## [EXERCISE GOAL]
Pictures do not belong in the copy. Return all of the entries exactly.

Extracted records
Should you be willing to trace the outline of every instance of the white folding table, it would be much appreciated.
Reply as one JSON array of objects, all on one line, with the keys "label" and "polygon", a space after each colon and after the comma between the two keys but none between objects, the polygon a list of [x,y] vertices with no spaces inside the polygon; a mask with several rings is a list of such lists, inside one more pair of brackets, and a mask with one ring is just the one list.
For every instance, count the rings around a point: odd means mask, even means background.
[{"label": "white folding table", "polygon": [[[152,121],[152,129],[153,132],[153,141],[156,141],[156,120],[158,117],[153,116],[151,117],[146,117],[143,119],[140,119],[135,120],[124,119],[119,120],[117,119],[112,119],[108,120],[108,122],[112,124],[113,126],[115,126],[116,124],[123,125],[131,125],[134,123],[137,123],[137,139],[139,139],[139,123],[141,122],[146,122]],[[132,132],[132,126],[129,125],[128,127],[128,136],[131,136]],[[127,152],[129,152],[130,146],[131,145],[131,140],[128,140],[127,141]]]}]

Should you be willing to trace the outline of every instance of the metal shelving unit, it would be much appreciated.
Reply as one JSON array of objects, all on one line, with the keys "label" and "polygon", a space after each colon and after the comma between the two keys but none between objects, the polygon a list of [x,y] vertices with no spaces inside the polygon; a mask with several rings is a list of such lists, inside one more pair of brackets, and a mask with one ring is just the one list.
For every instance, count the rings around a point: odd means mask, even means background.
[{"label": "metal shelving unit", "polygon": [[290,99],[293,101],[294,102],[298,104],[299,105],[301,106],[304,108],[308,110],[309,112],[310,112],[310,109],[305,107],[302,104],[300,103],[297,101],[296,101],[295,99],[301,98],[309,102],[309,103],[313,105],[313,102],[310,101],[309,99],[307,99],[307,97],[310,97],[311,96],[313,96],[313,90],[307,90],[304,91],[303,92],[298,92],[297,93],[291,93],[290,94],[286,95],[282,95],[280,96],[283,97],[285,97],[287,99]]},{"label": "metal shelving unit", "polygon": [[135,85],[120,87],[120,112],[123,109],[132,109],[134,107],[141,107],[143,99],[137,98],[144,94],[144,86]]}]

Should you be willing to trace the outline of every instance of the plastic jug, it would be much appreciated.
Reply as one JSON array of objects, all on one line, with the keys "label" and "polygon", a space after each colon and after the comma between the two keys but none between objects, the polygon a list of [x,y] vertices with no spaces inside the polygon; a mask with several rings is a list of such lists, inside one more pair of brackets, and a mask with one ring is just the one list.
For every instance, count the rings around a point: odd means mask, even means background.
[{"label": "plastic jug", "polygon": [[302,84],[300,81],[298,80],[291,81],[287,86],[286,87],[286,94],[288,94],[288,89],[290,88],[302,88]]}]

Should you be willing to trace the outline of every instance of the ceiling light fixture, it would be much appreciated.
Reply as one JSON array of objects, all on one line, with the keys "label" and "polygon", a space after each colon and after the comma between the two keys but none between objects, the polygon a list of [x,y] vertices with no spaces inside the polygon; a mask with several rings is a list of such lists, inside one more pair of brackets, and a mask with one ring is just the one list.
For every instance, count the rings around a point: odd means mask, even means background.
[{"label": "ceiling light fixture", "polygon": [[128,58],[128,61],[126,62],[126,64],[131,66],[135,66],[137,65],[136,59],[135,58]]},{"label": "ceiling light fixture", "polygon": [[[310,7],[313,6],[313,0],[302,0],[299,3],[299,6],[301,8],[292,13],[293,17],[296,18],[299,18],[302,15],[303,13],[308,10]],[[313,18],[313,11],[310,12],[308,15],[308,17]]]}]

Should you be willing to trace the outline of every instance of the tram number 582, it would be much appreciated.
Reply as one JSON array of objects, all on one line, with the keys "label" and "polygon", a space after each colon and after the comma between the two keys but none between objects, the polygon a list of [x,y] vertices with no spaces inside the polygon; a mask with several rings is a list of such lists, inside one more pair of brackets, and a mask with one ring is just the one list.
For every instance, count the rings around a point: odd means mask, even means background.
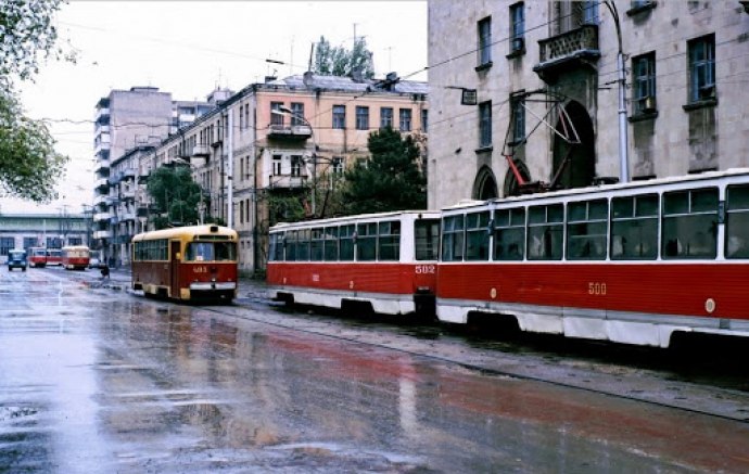
[{"label": "tram number 582", "polygon": [[588,282],[587,294],[588,295],[595,295],[595,296],[605,296],[606,295],[606,283]]}]

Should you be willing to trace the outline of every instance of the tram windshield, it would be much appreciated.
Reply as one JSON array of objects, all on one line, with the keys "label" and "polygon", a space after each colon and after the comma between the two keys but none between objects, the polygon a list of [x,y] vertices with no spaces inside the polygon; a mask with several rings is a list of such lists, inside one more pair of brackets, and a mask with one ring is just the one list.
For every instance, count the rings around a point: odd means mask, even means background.
[{"label": "tram windshield", "polygon": [[185,253],[186,261],[231,261],[237,259],[233,242],[190,242]]}]

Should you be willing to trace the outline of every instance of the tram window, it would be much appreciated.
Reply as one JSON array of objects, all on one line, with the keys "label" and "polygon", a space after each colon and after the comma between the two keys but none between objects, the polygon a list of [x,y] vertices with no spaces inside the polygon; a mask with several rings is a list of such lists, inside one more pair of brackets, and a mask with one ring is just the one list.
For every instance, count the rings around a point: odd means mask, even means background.
[{"label": "tram window", "polygon": [[296,261],[296,231],[287,232],[287,261]]},{"label": "tram window", "polygon": [[340,248],[341,248],[341,260],[342,261],[353,261],[354,260],[354,238],[356,235],[356,226],[353,223],[350,226],[341,226],[340,233]]},{"label": "tram window", "polygon": [[401,222],[380,222],[377,245],[378,260],[401,259]]},{"label": "tram window", "polygon": [[442,220],[442,260],[462,260],[464,216],[447,216]]},{"label": "tram window", "polygon": [[309,260],[309,229],[299,230],[296,238],[296,260]]},{"label": "tram window", "polygon": [[726,258],[749,258],[749,185],[729,185],[725,217]]},{"label": "tram window", "polygon": [[663,194],[663,258],[715,258],[718,189]]},{"label": "tram window", "polygon": [[417,219],[414,225],[417,260],[436,260],[440,248],[440,220]]},{"label": "tram window", "polygon": [[338,227],[325,228],[325,260],[338,260]]},{"label": "tram window", "polygon": [[312,261],[322,261],[322,229],[312,229],[310,235],[309,259]]},{"label": "tram window", "polygon": [[562,205],[533,206],[528,213],[528,258],[561,260],[564,230]]},{"label": "tram window", "polygon": [[466,260],[488,260],[488,210],[466,215]]},{"label": "tram window", "polygon": [[494,259],[522,260],[525,252],[525,208],[494,212]]},{"label": "tram window", "polygon": [[658,194],[611,200],[611,259],[658,257]]},{"label": "tram window", "polygon": [[604,260],[608,242],[609,204],[606,200],[567,205],[568,260]]},{"label": "tram window", "polygon": [[377,258],[377,222],[356,226],[356,260],[371,261]]}]

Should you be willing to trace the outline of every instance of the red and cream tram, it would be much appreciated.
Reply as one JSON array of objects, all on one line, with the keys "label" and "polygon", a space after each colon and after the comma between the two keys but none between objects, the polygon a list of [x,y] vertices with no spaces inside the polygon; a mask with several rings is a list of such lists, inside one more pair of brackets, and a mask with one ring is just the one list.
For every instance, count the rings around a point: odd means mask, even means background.
[{"label": "red and cream tram", "polygon": [[68,245],[62,247],[62,266],[65,270],[86,270],[90,259],[86,245]]},{"label": "red and cream tram", "polygon": [[221,300],[237,296],[237,231],[190,226],[132,238],[132,290],[179,300]]},{"label": "red and cream tram", "polygon": [[749,336],[749,169],[444,209],[436,313],[667,347]]},{"label": "red and cream tram", "polygon": [[279,300],[374,312],[432,312],[440,214],[396,212],[280,223],[267,281]]}]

## [EXERCISE RESPONSE]
Should you be willing to trace the outline of every instance of the white folding table, it would be much appreciated.
Reply as one JSON array of objects, all on one line, with the keys "label" and "polygon", a space after each colon and after the comma between the two keys but none between objects, the polygon a list of [x,y] vertices with no spaces inside the polygon; a mask with several rings is a list of such lists, inside one more pair of brackets, and a mask with one ring is just the one list.
For every instance, count the rings around a point: odd means mask, even means background.
[{"label": "white folding table", "polygon": [[[152,121],[152,129],[153,132],[153,141],[156,141],[156,120],[158,117],[153,116],[151,117],[146,117],[143,119],[140,119],[135,120],[124,119],[119,120],[117,119],[112,119],[108,120],[108,122],[112,124],[113,126],[115,126],[116,124],[123,125],[131,125],[134,123],[137,123],[137,139],[139,139],[139,123],[141,122],[146,122]],[[132,132],[132,126],[129,125],[128,127],[128,136],[131,136]],[[127,152],[129,152],[130,146],[131,145],[131,140],[128,140],[127,141]]]}]

Should you be willing to trace the outline of every instance of the metal shelving unit, it would be much appreciated.
Reply as one JSON array of objects, all on one line, with the keys "label" and "polygon", a space after each colon and after the comma between the two keys but none between objects, the polygon a list of [x,y] vertices with no spaces inside the polygon; a mask with several rings is a list of such lists, inside one more pair of brackets, and a mask with one ring is just the one list.
For every instance, count the rings around a point: odd means mask, even means background.
[{"label": "metal shelving unit", "polygon": [[290,99],[293,101],[294,102],[298,104],[299,105],[301,106],[304,108],[308,110],[309,112],[310,112],[310,109],[305,107],[302,104],[300,103],[297,101],[296,101],[295,99],[301,98],[309,102],[309,103],[313,105],[313,102],[310,101],[309,99],[307,99],[307,97],[310,97],[311,96],[313,96],[313,90],[307,90],[304,91],[303,92],[298,92],[297,93],[291,93],[290,94],[286,95],[282,95],[280,96],[283,97],[285,97],[287,99]]},{"label": "metal shelving unit", "polygon": [[135,85],[120,87],[120,112],[123,109],[132,109],[134,107],[141,107],[143,99],[137,98],[144,94],[144,86]]}]

Should you be willing to trace the outline of every instance of the plastic jug, it would be much appreciated.
Reply as one JSON array of objects, all on one line, with the keys "label" and "polygon", a space after each colon and after the comma between the two keys but none between objects, the polygon a list of [x,y] vertices with no spaces inside the polygon; a mask with several rings is a list of such lists, inside one more pair of brackets, and a mask with one ring is just the one list.
For every instance, count the rings around a point: odd means mask, even means background.
[{"label": "plastic jug", "polygon": [[302,84],[300,81],[298,80],[291,81],[287,86],[286,87],[286,94],[288,94],[288,89],[290,88],[302,88]]}]

Should you be willing to trace the outline of every instance of the ceiling light fixture, it would be much appreciated.
Reply as one JSON array of objects, all on one line, with the keys "label" and "polygon", a space after each colon and after the comma between the two keys but none between objects, the polygon a list of [x,y] vertices with no spaces inside the polygon; a mask with several rings is a list of such lists, inside one more pair of brackets, and a mask with one ring is just the one list.
For every instance, count the rings around a point: odd means mask, even means background.
[{"label": "ceiling light fixture", "polygon": [[128,58],[128,61],[126,62],[126,64],[131,66],[135,66],[137,65],[136,59],[135,58]]},{"label": "ceiling light fixture", "polygon": [[[310,7],[313,6],[313,0],[302,0],[299,3],[299,6],[301,8],[292,13],[293,17],[296,18],[299,18],[302,15],[303,13],[308,10]],[[313,18],[313,11],[310,12],[308,15],[308,17]]]}]

Should you be willing to trace the outline of every instance of the tram number 582, it would be much appreciated.
Reply as one JSON array of objects, all on one line, with the keys "label" and "polygon", a space after each colon and after the comma between the two keys but none between objects, the polygon a list of [x,y] vertices with no spaces inside the polygon; a mask with several rings is a list of such lists, inside one more pair of brackets, and a mask with one ring is just the one list.
For every instance, count the rings around a point: odd means mask, even means background.
[{"label": "tram number 582", "polygon": [[588,282],[587,294],[588,295],[595,295],[595,296],[605,296],[606,295],[606,283]]}]

Should you be willing to trace the outline of every instance of the tram windshield, it would be much appreciated.
Reply as one JSON array of objects, all on one line, with the keys "label" and "polygon", a space after each colon and after the comma between the two keys but none between objects, the polygon a list of [x,y] vertices with no spaces inside the polygon; a mask with several rings is a list of such lists, inside one more pair of brackets, and a mask with one ring is just the one list.
For every instance, count the rings around a point: odd means mask, even means background.
[{"label": "tram windshield", "polygon": [[185,253],[186,261],[231,261],[237,259],[233,242],[190,242]]}]

Should you be willing to trace the outline of every instance of the tram window, it would be much appreciated.
Reply as one JSON array of objects, all on one line, with the keys "label" and "polygon", a space after each colon and after the comma between the two keys but none between objects, the polygon a list of [x,y] vertices with no spaces inside the polygon; a mask with several rings is a list of such lists, inside one more pair of brackets, and a mask with one ring is just the one list.
For every instance, count the rings around a point: odd means mask, even means background.
[{"label": "tram window", "polygon": [[296,261],[296,231],[287,232],[287,261]]},{"label": "tram window", "polygon": [[340,248],[341,248],[341,260],[342,261],[353,261],[354,260],[354,238],[356,235],[356,226],[353,223],[350,226],[341,226],[340,233]]},{"label": "tram window", "polygon": [[401,222],[380,222],[377,245],[378,260],[401,259]]},{"label": "tram window", "polygon": [[442,220],[442,260],[462,260],[464,216],[447,216]]},{"label": "tram window", "polygon": [[309,260],[309,229],[299,230],[296,238],[296,260]]},{"label": "tram window", "polygon": [[726,258],[749,258],[749,185],[729,185],[725,217]]},{"label": "tram window", "polygon": [[663,194],[663,258],[715,258],[718,189]]},{"label": "tram window", "polygon": [[417,219],[414,225],[417,260],[436,260],[440,248],[440,220]]},{"label": "tram window", "polygon": [[338,227],[325,228],[325,260],[338,260]]},{"label": "tram window", "polygon": [[312,261],[322,261],[322,229],[312,229],[310,235],[309,259]]},{"label": "tram window", "polygon": [[562,205],[533,206],[528,213],[528,258],[561,260],[564,230]]},{"label": "tram window", "polygon": [[466,260],[488,260],[488,210],[466,215]]},{"label": "tram window", "polygon": [[494,259],[522,260],[525,252],[525,208],[494,212]]},{"label": "tram window", "polygon": [[658,194],[611,200],[611,259],[658,257]]},{"label": "tram window", "polygon": [[604,260],[608,242],[609,204],[606,200],[567,205],[568,260]]},{"label": "tram window", "polygon": [[377,258],[377,222],[356,226],[356,260],[371,261]]}]

Should you be willing to trace the outline of every instance of the red and cream tram, it would be much appreciated.
Reply as one JSON array of objects, all on one line, with the keys "label" and "polygon", a space after each colon and after the comma between the two keys but none between objects, the polygon a list of [x,y] vertices with no spaces inside the polygon; a mask with several rings is a list of such lists, inside one more pair of brackets, and a mask with one ring is just the one list.
For every instance, count the rings around a point: odd means mask, even means background.
[{"label": "red and cream tram", "polygon": [[68,245],[62,247],[62,266],[65,270],[86,270],[90,259],[86,245]]},{"label": "red and cream tram", "polygon": [[221,300],[237,296],[237,231],[190,226],[132,238],[132,290],[179,300]]},{"label": "red and cream tram", "polygon": [[749,336],[749,169],[444,209],[436,313],[667,347]]},{"label": "red and cream tram", "polygon": [[279,300],[374,312],[432,312],[440,214],[396,212],[280,223],[267,281]]}]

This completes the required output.